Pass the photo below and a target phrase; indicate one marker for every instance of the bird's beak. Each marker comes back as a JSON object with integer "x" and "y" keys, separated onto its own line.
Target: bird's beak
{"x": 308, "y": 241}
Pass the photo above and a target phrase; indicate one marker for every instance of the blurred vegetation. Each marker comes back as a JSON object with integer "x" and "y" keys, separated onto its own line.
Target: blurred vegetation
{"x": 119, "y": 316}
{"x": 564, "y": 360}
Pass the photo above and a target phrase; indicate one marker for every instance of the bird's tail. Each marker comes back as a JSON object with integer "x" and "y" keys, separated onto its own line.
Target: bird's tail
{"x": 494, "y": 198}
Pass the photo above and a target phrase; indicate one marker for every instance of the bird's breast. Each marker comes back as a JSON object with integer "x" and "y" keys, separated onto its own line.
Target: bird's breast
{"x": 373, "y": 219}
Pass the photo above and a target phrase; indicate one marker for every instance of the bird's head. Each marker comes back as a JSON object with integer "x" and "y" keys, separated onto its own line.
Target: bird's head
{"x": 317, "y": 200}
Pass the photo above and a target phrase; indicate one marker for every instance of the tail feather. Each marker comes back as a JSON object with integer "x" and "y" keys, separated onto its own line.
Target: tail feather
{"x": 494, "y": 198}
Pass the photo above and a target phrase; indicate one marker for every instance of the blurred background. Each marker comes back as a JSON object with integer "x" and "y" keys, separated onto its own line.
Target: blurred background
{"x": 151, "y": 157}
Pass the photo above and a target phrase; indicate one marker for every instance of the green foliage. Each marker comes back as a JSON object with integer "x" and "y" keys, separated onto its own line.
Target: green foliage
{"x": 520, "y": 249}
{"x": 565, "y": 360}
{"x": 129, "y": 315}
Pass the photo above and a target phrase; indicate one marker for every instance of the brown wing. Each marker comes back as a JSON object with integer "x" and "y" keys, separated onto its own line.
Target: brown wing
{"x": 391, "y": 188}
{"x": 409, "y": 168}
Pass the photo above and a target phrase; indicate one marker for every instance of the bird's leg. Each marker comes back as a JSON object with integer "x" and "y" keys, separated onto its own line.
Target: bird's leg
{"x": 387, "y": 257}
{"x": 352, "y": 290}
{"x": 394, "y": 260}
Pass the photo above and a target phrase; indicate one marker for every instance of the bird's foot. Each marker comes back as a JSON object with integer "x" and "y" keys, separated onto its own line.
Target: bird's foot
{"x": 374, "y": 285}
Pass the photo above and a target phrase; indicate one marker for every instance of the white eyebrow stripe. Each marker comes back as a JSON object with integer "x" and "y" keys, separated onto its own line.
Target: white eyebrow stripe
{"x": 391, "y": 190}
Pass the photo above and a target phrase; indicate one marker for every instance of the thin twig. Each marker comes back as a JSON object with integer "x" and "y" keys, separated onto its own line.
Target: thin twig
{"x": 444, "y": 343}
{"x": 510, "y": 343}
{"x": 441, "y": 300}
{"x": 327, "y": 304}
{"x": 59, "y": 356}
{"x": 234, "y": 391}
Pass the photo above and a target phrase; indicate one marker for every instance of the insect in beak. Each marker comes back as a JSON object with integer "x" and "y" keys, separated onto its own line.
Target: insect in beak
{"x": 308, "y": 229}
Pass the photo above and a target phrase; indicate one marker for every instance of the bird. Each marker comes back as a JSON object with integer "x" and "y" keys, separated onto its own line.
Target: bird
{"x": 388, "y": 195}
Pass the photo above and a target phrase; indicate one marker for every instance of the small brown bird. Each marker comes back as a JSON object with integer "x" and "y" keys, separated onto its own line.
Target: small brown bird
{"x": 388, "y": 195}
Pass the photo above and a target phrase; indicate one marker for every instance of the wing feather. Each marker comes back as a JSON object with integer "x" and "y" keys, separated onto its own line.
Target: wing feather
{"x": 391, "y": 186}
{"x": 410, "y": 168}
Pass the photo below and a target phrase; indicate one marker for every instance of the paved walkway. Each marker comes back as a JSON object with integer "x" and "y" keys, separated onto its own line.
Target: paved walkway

● ● ● ●

§ **WHAT THE EXERCISE ASKS**:
All of the listing above should be restated word for word.

§ **RESPONSE**:
Pass the photo below and a target phrase; indicate one marker for every instance of the bird's beak. Each marker comes back as a JSON object with integer "x" and "y" keys, separated onto its own line.
Target: bird's beak
{"x": 308, "y": 241}
Pass the photo above and a target phrase; indicate one marker for every instance of the blurred vegetation. Each marker comes back as a JSON object with integer "x" and "y" keys, separated onto its own line.
Target: blurred vegetation
{"x": 119, "y": 316}
{"x": 564, "y": 360}
Pass the photo above and a target phrase; indicate one marker for every instance of the bird's tail. Each marker comes back as a JSON object with integer "x" and "y" keys, separated onto its own line.
Target: bird's tail
{"x": 494, "y": 198}
Pass the photo above and a target phrase; indicate one marker for every instance of the bird's breast. Each marker comes back as a JSON object with integer "x" and "y" keys, separated onto its own line.
Target: bird's breast
{"x": 373, "y": 219}
Pass the photo above and a target phrase; indicate one marker for every instance of the bird's head. Each marker comes back as a JSON object with integer "x" and "y" keys, separated onto its own line.
Target: bird's head
{"x": 317, "y": 200}
Pass the photo above and a target phrase; indicate one marker for every instance of the tail feather. Each marker comes back as a JSON object with integer "x" and "y" keys, separated onto its own line.
Target: tail feather
{"x": 494, "y": 198}
Pass the photo above and a target phrase; indicate one marker for every instance of the blurred background. Each marker comes back as a JSON object with integer "x" and "y" keys, separated onto its own line.
Target: blurred background
{"x": 151, "y": 157}
Pass the photo above and a target phrase; indicate one marker for every instance of the green foliage. Each marker comes back as a JSON object with integer "x" and "y" keys, separated onto its own line.
Target: green foliage
{"x": 520, "y": 249}
{"x": 565, "y": 360}
{"x": 129, "y": 315}
Pass the photo above and a target phrase; indicate one marker for every instance of the brown wing. Each marker comes back as a JSON object with integer "x" and "y" keys, separated onto its own line.
Target: brown wing
{"x": 391, "y": 188}
{"x": 409, "y": 168}
Pass the photo above and a target phrase; indicate one marker for every instance of the bird's leg. Each marker comes back as a JSON object with integer "x" and "y" keys, separated onto its own line.
Target: bird's leg
{"x": 387, "y": 257}
{"x": 352, "y": 290}
{"x": 394, "y": 260}
Pass the photo above and a target phrase; indicate one marker for every instance of the bird's foot. Each marker comes back as a JSON object with integer "x" and "y" keys, separated onto its own line.
Target: bird's foot
{"x": 374, "y": 285}
Pass the photo above and a target phrase; indicate one marker for every instance of the white eyebrow stripe. Each marker comes back as a JSON object with integer "x" and "y" keys, separated onto its own line.
Target: white eyebrow stripe
{"x": 391, "y": 190}
Pass the photo above and a target phrase; indicate one marker for every instance of the thin twig. Each marker comes back as a JSON object with integer "x" and "y" keys, separated onto its own line.
Target: thin twig
{"x": 444, "y": 343}
{"x": 510, "y": 343}
{"x": 441, "y": 300}
{"x": 327, "y": 304}
{"x": 59, "y": 356}
{"x": 234, "y": 391}
Pass the photo above and a target phrase; indicate one marker for every instance of the insect in beak. Each marker comes back as a JSON object with integer "x" and "y" keys, separated onto its own line.
Target: insect in beak
{"x": 308, "y": 229}
Pass the photo above and a target phrase; indicate one marker for every instance of the bird. Each marker comes back as a JSON object with integer "x" and "y" keys, separated onto its own line.
Target: bird
{"x": 388, "y": 195}
Pass the photo above and a target phrase; indicate one marker for every instance of the small brown bird. Each marker comes back as a JSON object with integer "x" and "y" keys, separated onto its own line.
Target: small brown bird
{"x": 388, "y": 195}
Pass the photo above and a target phrase; indicate one marker for every instance of the wing feather. Each marker comes back as a JSON object with integer "x" and "y" keys, separated onto its own line.
Target: wing feather
{"x": 391, "y": 186}
{"x": 410, "y": 168}
Pass the photo below and a target phrase; indicate one marker for every instance of the paved walkway. Each marker comes back as a JSON object with integer "x" and "y" keys, separated onto its own line.
Target: paved walkway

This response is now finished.